■ Required work
Locate each line in the rows below that contains the word "cushion", and copy all of those lines.

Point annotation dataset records

——————

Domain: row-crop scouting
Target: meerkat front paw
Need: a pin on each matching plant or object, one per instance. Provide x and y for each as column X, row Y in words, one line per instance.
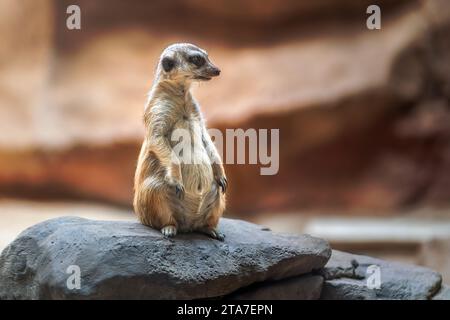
column 169, row 231
column 214, row 233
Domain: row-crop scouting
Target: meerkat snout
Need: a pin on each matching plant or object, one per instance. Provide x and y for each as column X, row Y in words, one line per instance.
column 187, row 61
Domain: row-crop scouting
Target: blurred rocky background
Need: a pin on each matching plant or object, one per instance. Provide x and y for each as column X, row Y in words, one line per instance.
column 364, row 115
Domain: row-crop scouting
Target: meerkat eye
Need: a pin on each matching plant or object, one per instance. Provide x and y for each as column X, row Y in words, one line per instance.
column 197, row 60
column 168, row 64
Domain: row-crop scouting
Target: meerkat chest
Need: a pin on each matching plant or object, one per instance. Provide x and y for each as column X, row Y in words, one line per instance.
column 195, row 162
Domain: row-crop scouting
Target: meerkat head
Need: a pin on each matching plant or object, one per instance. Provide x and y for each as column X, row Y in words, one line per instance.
column 186, row 62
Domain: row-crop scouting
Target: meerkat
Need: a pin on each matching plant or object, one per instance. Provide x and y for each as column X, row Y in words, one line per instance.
column 170, row 194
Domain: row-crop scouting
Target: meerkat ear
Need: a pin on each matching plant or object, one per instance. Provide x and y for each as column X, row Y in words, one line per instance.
column 167, row 64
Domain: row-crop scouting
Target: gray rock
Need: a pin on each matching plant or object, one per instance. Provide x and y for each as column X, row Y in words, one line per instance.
column 126, row 260
column 443, row 294
column 347, row 277
column 306, row 287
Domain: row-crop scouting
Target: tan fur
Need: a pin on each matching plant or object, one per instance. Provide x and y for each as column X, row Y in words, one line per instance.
column 200, row 202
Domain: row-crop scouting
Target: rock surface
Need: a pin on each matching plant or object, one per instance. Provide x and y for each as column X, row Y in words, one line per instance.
column 306, row 287
column 126, row 260
column 443, row 294
column 346, row 277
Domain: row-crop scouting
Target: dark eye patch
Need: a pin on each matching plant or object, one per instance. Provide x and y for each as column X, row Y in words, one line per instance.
column 197, row 60
column 168, row 64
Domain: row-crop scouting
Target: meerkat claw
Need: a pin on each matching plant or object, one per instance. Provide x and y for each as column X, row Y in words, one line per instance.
column 169, row 231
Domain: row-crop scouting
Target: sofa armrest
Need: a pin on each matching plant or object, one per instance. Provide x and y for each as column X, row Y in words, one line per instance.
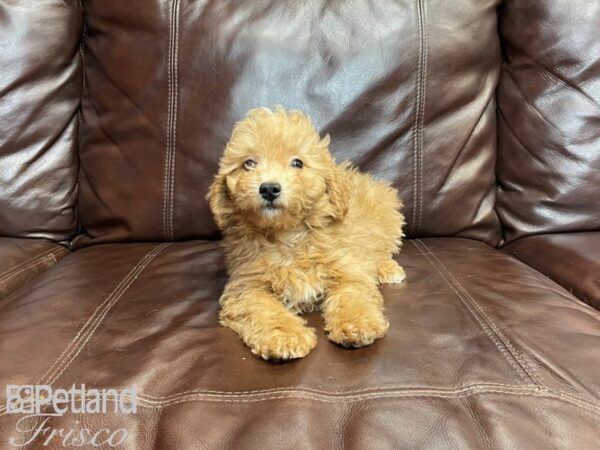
column 570, row 259
column 22, row 259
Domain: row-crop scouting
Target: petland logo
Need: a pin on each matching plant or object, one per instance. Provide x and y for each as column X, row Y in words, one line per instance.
column 39, row 404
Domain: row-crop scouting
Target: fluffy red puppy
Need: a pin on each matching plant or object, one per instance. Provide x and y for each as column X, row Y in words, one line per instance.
column 301, row 233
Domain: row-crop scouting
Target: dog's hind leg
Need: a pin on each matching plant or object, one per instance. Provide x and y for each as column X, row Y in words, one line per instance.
column 390, row 272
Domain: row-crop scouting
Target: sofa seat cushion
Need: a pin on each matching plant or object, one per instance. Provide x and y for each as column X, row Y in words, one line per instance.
column 22, row 259
column 570, row 259
column 482, row 352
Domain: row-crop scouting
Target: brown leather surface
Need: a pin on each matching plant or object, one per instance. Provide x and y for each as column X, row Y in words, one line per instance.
column 40, row 90
column 406, row 90
column 549, row 117
column 467, row 363
column 22, row 259
column 572, row 260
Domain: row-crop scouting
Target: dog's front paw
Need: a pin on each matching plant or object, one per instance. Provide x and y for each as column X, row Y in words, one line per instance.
column 391, row 272
column 356, row 331
column 283, row 343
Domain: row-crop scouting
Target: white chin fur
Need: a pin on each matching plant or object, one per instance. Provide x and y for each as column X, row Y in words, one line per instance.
column 271, row 212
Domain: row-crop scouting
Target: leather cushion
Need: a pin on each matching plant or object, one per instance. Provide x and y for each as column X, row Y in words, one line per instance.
column 22, row 259
column 572, row 260
column 40, row 91
column 406, row 90
column 482, row 351
column 549, row 117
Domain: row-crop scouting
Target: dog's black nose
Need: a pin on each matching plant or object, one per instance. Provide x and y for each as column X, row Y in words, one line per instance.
column 269, row 191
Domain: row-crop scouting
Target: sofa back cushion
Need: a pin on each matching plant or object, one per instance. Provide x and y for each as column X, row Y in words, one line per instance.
column 40, row 91
column 404, row 88
column 549, row 117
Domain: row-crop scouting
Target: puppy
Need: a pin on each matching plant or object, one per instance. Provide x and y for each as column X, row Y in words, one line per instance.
column 301, row 233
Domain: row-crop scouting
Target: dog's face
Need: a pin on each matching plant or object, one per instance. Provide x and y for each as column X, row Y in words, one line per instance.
column 275, row 173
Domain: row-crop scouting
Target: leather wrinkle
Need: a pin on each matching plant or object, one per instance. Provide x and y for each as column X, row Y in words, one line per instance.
column 488, row 326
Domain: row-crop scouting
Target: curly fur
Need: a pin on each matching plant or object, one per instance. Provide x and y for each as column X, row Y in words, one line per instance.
column 326, row 243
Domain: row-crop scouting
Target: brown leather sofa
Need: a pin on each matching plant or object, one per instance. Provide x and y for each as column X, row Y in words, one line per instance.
column 485, row 114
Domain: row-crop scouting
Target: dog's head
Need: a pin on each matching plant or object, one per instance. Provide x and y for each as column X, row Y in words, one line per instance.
column 276, row 173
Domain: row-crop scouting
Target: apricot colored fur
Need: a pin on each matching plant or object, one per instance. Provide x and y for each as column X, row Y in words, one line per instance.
column 326, row 245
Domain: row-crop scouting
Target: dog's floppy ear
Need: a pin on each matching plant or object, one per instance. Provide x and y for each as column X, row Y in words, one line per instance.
column 219, row 201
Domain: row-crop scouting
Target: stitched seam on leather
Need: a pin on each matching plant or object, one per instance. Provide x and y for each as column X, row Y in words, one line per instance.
column 80, row 118
column 478, row 425
column 422, row 114
column 485, row 327
column 171, row 120
column 419, row 118
column 494, row 331
column 395, row 387
column 174, row 121
column 87, row 330
column 520, row 391
column 27, row 264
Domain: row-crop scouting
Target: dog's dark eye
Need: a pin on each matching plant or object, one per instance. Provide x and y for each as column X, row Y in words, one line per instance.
column 249, row 164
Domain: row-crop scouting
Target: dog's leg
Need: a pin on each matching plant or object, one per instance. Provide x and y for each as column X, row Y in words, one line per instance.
column 353, row 314
column 390, row 272
column 265, row 325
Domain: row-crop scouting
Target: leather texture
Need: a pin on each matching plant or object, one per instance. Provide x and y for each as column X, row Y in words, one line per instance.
column 549, row 117
column 40, row 91
column 22, row 259
column 484, row 350
column 166, row 81
column 467, row 362
column 572, row 260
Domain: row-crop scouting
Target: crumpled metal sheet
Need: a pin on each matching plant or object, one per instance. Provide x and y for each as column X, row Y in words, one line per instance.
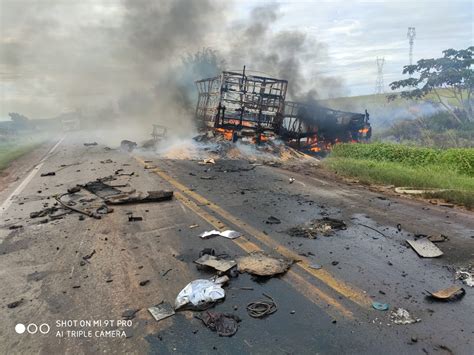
column 216, row 263
column 402, row 316
column 225, row 324
column 229, row 234
column 261, row 264
column 425, row 248
column 199, row 293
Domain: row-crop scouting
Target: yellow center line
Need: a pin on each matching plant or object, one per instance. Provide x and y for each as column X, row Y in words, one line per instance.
column 349, row 291
column 310, row 291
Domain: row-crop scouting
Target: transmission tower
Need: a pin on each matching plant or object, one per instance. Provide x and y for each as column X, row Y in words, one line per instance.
column 379, row 86
column 411, row 34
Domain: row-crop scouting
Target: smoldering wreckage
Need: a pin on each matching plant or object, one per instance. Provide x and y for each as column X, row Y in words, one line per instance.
column 237, row 107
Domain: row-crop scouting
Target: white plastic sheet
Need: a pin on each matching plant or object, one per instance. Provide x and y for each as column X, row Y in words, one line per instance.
column 198, row 293
column 229, row 234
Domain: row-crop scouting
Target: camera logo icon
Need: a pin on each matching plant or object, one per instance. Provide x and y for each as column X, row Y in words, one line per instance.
column 32, row 328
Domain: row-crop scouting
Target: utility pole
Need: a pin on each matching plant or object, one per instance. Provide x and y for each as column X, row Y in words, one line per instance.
column 379, row 86
column 411, row 34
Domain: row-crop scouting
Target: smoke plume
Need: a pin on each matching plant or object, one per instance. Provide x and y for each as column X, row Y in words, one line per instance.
column 134, row 62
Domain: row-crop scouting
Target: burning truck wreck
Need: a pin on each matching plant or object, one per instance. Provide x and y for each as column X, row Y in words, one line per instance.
column 252, row 107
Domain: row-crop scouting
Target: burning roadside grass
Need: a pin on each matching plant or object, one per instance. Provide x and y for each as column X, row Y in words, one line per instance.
column 217, row 147
column 391, row 165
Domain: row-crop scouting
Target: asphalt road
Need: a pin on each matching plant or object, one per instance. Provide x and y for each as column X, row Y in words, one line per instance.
column 327, row 310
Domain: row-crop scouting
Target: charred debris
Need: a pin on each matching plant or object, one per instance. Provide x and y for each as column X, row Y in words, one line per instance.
column 242, row 106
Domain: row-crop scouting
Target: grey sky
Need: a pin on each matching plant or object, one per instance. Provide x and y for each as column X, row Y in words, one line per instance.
column 58, row 55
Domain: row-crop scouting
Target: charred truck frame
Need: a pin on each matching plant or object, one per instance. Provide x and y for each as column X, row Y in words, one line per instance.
column 240, row 105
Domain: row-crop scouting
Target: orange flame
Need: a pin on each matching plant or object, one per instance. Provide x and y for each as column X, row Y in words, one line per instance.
column 227, row 133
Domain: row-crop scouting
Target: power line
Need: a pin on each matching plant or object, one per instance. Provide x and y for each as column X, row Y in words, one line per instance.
column 411, row 34
column 379, row 85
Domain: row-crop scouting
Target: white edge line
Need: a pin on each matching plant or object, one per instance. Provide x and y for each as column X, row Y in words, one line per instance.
column 7, row 203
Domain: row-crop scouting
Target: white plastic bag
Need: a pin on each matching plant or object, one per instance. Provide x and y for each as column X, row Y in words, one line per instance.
column 198, row 293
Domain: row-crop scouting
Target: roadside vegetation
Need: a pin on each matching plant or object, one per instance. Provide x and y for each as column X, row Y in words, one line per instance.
column 451, row 170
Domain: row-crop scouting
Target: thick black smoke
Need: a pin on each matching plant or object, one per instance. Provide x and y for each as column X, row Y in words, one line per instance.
column 135, row 61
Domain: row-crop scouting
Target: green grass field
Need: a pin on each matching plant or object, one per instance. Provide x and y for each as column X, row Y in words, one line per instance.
column 451, row 169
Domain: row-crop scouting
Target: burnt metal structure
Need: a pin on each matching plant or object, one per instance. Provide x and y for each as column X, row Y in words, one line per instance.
column 237, row 104
column 322, row 124
column 234, row 101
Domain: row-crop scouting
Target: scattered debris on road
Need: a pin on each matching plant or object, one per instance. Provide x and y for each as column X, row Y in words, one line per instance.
column 144, row 282
column 207, row 161
column 200, row 294
column 88, row 256
column 262, row 308
column 152, row 196
column 425, row 248
column 229, row 234
column 324, row 226
column 161, row 311
column 101, row 189
column 225, row 324
column 129, row 314
column 218, row 264
column 52, row 212
column 272, row 220
column 437, row 238
column 380, row 306
column 466, row 276
column 15, row 304
column 402, row 316
column 260, row 264
column 127, row 145
column 452, row 293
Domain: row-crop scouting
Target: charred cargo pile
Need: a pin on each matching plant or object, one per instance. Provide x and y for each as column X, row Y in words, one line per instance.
column 252, row 107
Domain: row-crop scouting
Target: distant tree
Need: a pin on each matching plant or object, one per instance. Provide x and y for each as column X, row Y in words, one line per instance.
column 447, row 78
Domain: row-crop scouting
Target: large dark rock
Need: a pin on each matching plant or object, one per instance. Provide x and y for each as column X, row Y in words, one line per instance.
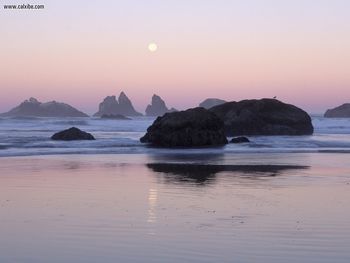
column 122, row 106
column 342, row 111
column 211, row 102
column 240, row 139
column 191, row 128
column 71, row 135
column 263, row 117
column 157, row 107
column 33, row 107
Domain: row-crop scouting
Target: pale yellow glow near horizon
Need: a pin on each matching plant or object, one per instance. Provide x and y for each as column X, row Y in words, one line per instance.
column 152, row 47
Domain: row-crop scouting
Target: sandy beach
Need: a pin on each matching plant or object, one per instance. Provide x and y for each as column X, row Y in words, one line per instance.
column 149, row 208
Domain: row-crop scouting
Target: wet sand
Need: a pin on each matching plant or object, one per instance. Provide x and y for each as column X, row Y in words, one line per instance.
column 175, row 208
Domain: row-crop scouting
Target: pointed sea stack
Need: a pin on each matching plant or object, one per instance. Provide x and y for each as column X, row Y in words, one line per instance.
column 112, row 106
column 34, row 108
column 211, row 102
column 157, row 107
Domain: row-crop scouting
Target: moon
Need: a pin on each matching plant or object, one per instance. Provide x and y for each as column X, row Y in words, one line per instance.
column 152, row 47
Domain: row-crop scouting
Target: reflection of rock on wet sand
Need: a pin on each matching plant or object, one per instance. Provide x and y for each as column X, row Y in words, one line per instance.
column 203, row 173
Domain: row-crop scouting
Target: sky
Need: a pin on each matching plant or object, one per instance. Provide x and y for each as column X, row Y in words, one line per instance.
column 79, row 52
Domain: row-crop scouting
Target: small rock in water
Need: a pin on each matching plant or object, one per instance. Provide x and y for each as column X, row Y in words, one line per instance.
column 72, row 134
column 240, row 140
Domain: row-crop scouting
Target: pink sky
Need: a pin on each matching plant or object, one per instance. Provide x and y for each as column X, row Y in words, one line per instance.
column 79, row 53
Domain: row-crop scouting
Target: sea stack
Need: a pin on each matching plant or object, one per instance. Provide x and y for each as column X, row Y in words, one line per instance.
column 196, row 127
column 72, row 134
column 263, row 117
column 112, row 106
column 343, row 111
column 157, row 107
column 211, row 102
column 35, row 108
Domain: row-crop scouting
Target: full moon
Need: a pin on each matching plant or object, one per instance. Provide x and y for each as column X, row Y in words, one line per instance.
column 152, row 47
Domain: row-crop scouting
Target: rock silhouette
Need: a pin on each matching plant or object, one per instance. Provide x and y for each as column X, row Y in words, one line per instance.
column 342, row 111
column 263, row 117
column 34, row 108
column 122, row 106
column 211, row 102
column 157, row 107
column 191, row 128
column 72, row 134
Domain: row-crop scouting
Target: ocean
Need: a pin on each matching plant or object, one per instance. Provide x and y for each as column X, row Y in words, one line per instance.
column 279, row 199
column 31, row 136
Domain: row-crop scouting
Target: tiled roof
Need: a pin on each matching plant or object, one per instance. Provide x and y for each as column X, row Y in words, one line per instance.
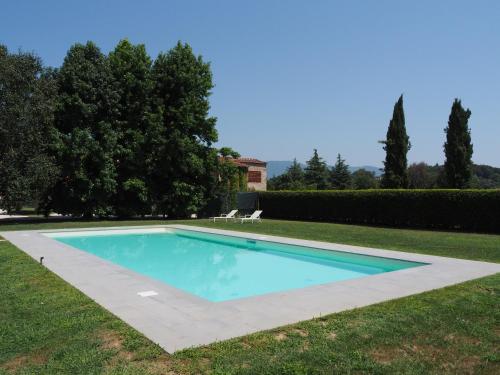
column 247, row 161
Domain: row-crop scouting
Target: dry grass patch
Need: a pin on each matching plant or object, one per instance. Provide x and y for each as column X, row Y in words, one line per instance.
column 20, row 361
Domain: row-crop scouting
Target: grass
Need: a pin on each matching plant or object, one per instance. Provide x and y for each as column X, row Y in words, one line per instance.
column 50, row 327
column 452, row 244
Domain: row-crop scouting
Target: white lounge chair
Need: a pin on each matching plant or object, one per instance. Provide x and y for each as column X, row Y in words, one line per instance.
column 225, row 216
column 253, row 217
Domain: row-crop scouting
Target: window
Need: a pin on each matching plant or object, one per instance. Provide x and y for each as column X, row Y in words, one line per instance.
column 254, row 176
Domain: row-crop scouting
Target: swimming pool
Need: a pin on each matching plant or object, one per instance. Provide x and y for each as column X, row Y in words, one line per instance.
column 221, row 268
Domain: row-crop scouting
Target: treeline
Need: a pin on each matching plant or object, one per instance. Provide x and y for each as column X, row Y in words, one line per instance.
column 117, row 134
column 458, row 170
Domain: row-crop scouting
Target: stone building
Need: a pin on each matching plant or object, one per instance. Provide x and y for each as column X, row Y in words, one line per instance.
column 256, row 172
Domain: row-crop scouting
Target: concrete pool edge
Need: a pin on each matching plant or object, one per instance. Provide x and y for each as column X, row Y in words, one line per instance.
column 176, row 320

——————

■ Answer to this problem
Target: sofa seat cushion
Target: leather cushion
Target: sofa back cushion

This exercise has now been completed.